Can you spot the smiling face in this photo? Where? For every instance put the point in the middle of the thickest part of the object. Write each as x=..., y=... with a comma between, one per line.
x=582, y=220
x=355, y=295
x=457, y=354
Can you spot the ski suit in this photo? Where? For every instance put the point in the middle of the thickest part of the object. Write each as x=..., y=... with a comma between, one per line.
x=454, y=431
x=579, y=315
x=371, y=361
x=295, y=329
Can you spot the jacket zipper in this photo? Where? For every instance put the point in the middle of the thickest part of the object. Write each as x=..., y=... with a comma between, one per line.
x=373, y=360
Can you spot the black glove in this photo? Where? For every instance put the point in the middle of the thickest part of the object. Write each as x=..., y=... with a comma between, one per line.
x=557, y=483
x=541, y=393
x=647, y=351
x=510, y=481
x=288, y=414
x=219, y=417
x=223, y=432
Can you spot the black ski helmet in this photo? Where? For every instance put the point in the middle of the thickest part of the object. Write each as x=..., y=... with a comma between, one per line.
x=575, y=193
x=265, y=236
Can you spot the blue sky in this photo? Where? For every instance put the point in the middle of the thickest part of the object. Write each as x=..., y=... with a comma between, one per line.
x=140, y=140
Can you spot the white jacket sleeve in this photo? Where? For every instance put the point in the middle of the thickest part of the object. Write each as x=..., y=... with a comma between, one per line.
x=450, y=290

### TASK DETAILS:
Can you retype all of the records above word for word, keeping every line unchanged?

### COMPLETE ANSWER:
Can you spot the smiling face in this photo? Where? For every instance put the point in the middle of the thickest part of the object. Write each as x=..., y=... with a comma between, one per line.
x=582, y=220
x=355, y=295
x=457, y=354
Can you spot the ski suit in this photo? Where? For every instance put the point in the middle of the thickest part of the object. Write each as x=..., y=... with a comma between, one per line.
x=454, y=431
x=579, y=315
x=371, y=361
x=295, y=329
Can you spot the jacket zipper in this photo? Where? For every instance put the point in the middle of the thickest part of the object. Write each as x=..., y=... with a comma between, one per line.
x=373, y=360
Can you spot the black glove in this photo? Where? For every instance put the point in the middle of the thickest part of the object. Write each as x=..., y=... with a comma between, one per line.
x=557, y=483
x=541, y=393
x=647, y=351
x=510, y=481
x=288, y=414
x=219, y=417
x=223, y=432
Can you spot the black ski helmet in this photo? Where? For every instance put the point in the middle of the thickest part of the object. Write each as x=..., y=... with a comma between, one per line.
x=575, y=193
x=265, y=236
Can you spot the blue sky in this photo? Where? For every instance put the point in the middle of the thickest part of the object. Write each as x=..., y=... with a comma between, one per line.
x=140, y=140
Can you spot the white jacket sleeve in this photo? Where? For every instance put the point in the middle of the thickest part of the object. Write each as x=..., y=... with a comma between, one per line.
x=450, y=290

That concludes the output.